• **WHAT TO WORK ON**
[a] Rewrite the storm recollection from "16 November 2008, when" to "that long ago.", with "palm tree" changed to "gum tree".
[b] In the storm recollection, what names did the 2008 storm come to be known by?
[c] Resume the storm recollection, picking up after its final sentence.

READING PASSAGE section start

Saturday, 8 October 2011

A Reminder of Storm Seasons Past

16 November 2008, when the palm tree fell across the
driveway, and our street turned into a waterway.
This morning, I woke up to severe storm warnings repeatedly on the radio, and text and email alerts from the Brisbane City Council's Early Warning Centre.

While I rushed to make sure the car was locked in the garage, and told the kids to bring in any loose stuff from outside, I remembered another severe storm, not all that long ago.

It was 2008's storm season, and I was still working at the hospital. In what became known variously as "Supercell Sunday" and "The Gapocalypse", the suburbs of The Gap, and Keperra, and others surrounding us were hit by a series of intense storms, referred to on the day as "mini-cyclones."

The storm had begun as I was driving home. Rain was making visibility minimal, and there was water over the road.  I know that there is a good reason the police warn people against driving on flooded roads - but I knew my son was home alone. He didn't cope with storms at all well then, mostly because the dog went berserk and he couldn't cope with the dog.

So, I drove on, past other cars parked at the side of the road.

I came to the end of our street and turned in - to find it was blocked by fallen trees. I went round the long way to the other end of the street, and trees fell down behind me as I drove in.  I got home, and moved the bird cage from the patio into the garage, and put the car away, just as the worst of the hail, wind and lightening began.

Our power went out. Phone lines went down. For about 24 hours we were without normal lines of communication.  In the brief times the mobile phones would get a signal, I was able to contact my daughter and tell her to stay at the friend's house she was visiting until further notice.

READING PASSAGE section end
PROVIDED DATA section start

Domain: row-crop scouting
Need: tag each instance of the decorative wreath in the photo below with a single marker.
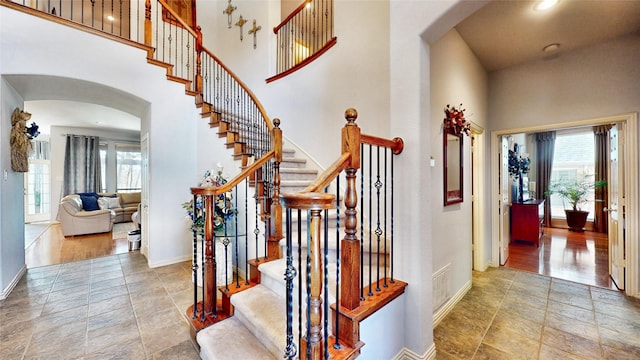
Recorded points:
(454, 120)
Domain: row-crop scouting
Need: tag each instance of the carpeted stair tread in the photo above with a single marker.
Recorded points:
(230, 340)
(263, 312)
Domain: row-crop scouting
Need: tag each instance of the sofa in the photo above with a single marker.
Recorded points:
(123, 204)
(92, 213)
(77, 221)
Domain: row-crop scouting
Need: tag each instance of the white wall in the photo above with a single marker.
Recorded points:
(311, 102)
(167, 114)
(57, 142)
(11, 197)
(456, 77)
(592, 82)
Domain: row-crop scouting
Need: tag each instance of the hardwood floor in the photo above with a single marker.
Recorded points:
(579, 257)
(51, 247)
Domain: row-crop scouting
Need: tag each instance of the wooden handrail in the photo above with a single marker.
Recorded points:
(329, 174)
(66, 22)
(396, 144)
(293, 13)
(178, 18)
(306, 61)
(215, 190)
(253, 97)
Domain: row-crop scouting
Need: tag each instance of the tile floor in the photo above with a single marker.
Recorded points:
(113, 307)
(512, 314)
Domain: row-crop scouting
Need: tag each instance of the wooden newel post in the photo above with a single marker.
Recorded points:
(275, 251)
(209, 257)
(148, 32)
(315, 203)
(198, 88)
(350, 246)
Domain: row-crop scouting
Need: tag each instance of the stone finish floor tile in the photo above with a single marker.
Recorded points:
(114, 307)
(538, 317)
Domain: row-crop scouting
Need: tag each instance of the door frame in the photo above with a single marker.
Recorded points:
(478, 198)
(630, 178)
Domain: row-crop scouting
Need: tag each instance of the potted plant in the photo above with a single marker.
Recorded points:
(575, 193)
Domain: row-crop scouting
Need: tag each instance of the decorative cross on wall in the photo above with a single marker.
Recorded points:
(229, 10)
(240, 23)
(253, 31)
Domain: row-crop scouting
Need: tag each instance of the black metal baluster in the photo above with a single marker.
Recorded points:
(392, 219)
(290, 351)
(362, 222)
(246, 231)
(202, 258)
(336, 345)
(370, 220)
(386, 186)
(300, 333)
(325, 284)
(378, 230)
(194, 265)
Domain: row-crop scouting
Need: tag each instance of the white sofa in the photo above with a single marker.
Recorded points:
(76, 221)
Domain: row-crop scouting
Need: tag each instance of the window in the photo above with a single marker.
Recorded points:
(128, 168)
(103, 167)
(573, 158)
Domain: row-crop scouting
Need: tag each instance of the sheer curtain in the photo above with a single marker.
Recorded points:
(601, 137)
(82, 164)
(545, 142)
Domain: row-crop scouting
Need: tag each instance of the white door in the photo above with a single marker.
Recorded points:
(505, 229)
(616, 208)
(144, 217)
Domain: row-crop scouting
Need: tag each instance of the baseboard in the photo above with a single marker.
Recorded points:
(406, 354)
(448, 306)
(6, 291)
(176, 260)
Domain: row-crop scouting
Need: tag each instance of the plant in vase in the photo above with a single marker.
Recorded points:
(518, 166)
(224, 211)
(576, 193)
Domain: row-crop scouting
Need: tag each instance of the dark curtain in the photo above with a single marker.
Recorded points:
(601, 137)
(82, 164)
(545, 143)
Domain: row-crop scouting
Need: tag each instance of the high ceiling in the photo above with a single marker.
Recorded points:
(507, 33)
(501, 34)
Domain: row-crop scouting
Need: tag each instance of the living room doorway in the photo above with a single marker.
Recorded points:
(628, 124)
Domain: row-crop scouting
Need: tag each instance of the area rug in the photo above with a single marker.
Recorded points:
(120, 230)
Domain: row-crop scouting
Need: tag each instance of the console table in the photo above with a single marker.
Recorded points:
(526, 220)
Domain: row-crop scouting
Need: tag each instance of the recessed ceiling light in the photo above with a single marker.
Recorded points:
(551, 48)
(545, 4)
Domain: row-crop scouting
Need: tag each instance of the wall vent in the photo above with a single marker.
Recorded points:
(441, 286)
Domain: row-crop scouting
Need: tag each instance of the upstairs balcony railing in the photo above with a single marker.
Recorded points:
(303, 36)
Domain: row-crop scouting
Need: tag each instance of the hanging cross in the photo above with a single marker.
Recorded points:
(229, 10)
(241, 23)
(253, 31)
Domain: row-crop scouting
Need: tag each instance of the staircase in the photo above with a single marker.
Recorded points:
(259, 320)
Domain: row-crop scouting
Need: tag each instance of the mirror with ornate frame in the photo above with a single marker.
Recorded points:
(452, 149)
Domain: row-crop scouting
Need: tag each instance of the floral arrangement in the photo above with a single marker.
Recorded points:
(32, 131)
(454, 120)
(518, 165)
(224, 210)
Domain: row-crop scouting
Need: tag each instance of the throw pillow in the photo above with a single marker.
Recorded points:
(114, 202)
(103, 203)
(89, 203)
(106, 203)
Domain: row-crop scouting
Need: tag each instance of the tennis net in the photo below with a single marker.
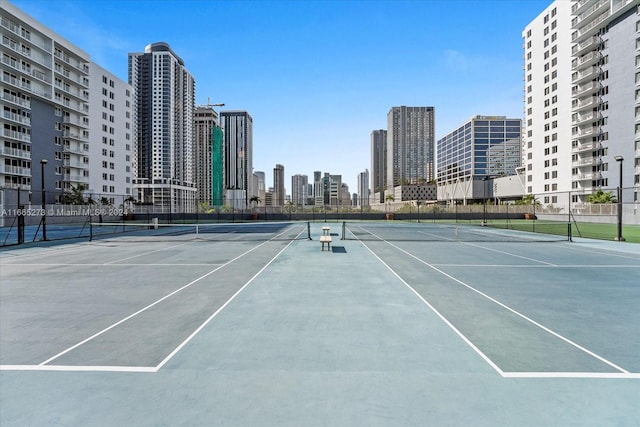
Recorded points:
(453, 232)
(255, 231)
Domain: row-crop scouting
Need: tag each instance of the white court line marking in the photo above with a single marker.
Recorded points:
(612, 375)
(69, 368)
(39, 264)
(206, 322)
(509, 253)
(517, 313)
(611, 252)
(544, 328)
(453, 328)
(148, 307)
(145, 253)
(537, 266)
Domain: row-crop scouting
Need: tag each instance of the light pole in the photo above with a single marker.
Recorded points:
(484, 200)
(44, 207)
(619, 237)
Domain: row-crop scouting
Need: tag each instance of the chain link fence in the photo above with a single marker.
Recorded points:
(24, 218)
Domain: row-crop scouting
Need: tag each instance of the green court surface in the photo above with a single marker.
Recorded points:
(433, 329)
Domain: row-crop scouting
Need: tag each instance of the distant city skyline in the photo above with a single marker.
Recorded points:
(311, 75)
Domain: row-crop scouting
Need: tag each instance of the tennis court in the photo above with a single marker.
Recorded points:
(398, 324)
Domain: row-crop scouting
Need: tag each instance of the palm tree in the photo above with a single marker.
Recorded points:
(254, 200)
(601, 197)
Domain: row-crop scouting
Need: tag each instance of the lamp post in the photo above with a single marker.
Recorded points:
(484, 200)
(44, 207)
(619, 237)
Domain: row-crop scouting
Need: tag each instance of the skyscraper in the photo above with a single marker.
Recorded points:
(63, 115)
(581, 99)
(410, 144)
(363, 188)
(299, 185)
(379, 162)
(278, 185)
(209, 157)
(164, 104)
(238, 157)
(484, 146)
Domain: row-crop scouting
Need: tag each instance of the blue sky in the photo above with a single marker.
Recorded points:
(318, 76)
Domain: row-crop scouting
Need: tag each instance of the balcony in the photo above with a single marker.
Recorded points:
(585, 89)
(585, 103)
(588, 176)
(585, 60)
(17, 118)
(16, 100)
(74, 62)
(587, 146)
(582, 76)
(585, 117)
(75, 164)
(584, 132)
(588, 161)
(587, 45)
(590, 29)
(16, 152)
(74, 150)
(584, 17)
(580, 6)
(15, 170)
(20, 136)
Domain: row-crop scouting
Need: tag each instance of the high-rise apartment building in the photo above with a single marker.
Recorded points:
(483, 147)
(237, 127)
(299, 186)
(63, 116)
(410, 145)
(379, 162)
(261, 187)
(209, 160)
(164, 97)
(581, 99)
(605, 65)
(278, 186)
(45, 102)
(112, 136)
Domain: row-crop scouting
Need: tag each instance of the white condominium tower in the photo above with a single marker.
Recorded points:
(164, 96)
(278, 185)
(378, 162)
(410, 145)
(62, 115)
(112, 138)
(582, 99)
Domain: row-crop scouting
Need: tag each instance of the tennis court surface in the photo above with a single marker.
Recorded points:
(397, 324)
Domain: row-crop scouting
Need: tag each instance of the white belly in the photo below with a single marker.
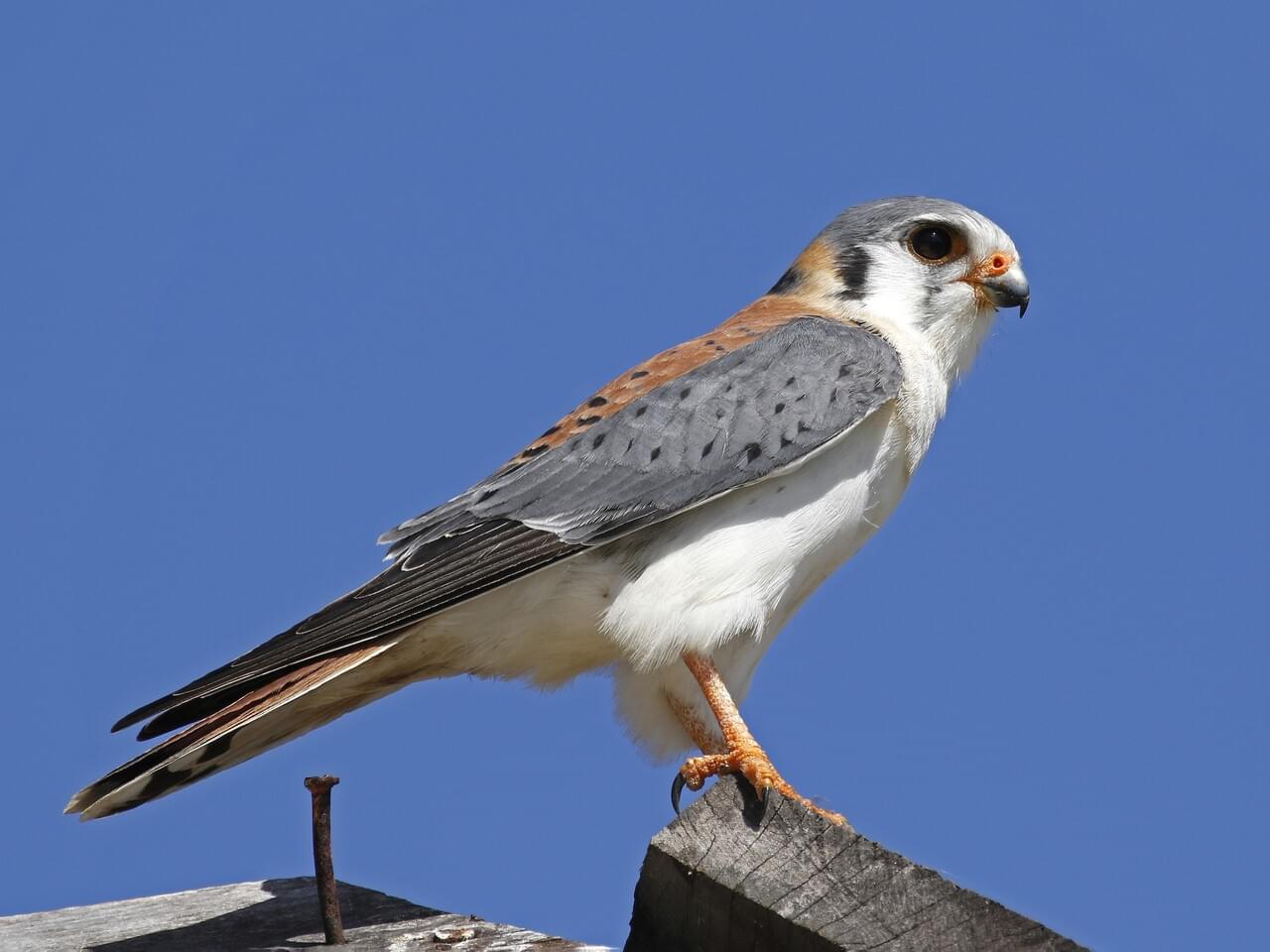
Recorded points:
(724, 579)
(719, 579)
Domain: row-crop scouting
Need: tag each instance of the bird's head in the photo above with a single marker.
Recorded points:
(913, 264)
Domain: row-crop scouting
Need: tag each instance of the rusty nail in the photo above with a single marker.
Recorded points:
(327, 893)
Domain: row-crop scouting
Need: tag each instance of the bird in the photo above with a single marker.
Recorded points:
(666, 529)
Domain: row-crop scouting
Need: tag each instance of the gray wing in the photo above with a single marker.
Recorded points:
(721, 425)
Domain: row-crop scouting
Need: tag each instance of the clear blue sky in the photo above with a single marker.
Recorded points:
(254, 257)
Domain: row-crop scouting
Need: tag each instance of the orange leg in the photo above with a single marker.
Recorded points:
(740, 753)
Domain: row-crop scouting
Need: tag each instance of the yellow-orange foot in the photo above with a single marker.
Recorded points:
(752, 763)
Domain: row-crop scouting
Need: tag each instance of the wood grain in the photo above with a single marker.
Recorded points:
(733, 875)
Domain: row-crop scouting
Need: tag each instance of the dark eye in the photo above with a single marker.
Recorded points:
(931, 241)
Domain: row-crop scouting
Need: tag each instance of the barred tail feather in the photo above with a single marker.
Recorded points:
(293, 705)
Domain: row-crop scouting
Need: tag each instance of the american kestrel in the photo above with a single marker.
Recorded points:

PROVIDED DATA section end

• **SOLVED TASKS**
[a]
16 November 2008, when the gum tree fell across the
driveway, and our street turned into a waterway.
This morning, I woke up to severe storm warnings repeatedly on the radio, and text and email alerts from the Brisbane City Council's Early Warning Centre.

While I rushed to make sure the car was locked in the garage, and told the kids to bring in any loose stuff from outside, I remembered another severe storm, not all that long ago.

[b] "Supercell Sunday" and "The Gapocalypse."

[c]
Only a couple of weeks before the storm, I had attended a disaster management seminar. It was quite amazing to see everything I had learned about in theory roll out in practice around me. Emergency centres were set up, information came out on the radio. (I'd had to go and buy a battery-operated radio - even having been to the seminar, I wasn't ready.) A warning came out fairly quickly that our water supply could be contaminated, so we had to get bottled water.

Almost as soon as the storm was over, neighbours started helping each other out. Someone in our street had a chainsaw, and started cutting up the trees that had fallen on the road and across our driveways.

What amazed me when time came to clean up our yard, was my son. At age 14, he understood my limitations.  He saw me attempting to cut back broken branches, and announced, "Mum, you can't do that." He did it. He cut broken branches, he dragged corrugated iron (which had been a carport from across the road) to the rubbish pick up point on the footpath. He worked harder in those few days when we had no power than I had ever seen either of my kids work on anything.

I did still do more than I should have. There was no way out of it, there was just too much to do, and many of the jobs in the clean-up my son didn't know how to do alone. I did enough to show him how.

I needed a lot of sleep time to catch up, but I made it through without my lupus becoming worse, mostly thanks to my amazing son who on that day showed me he was not a child any more, but a responsible young man.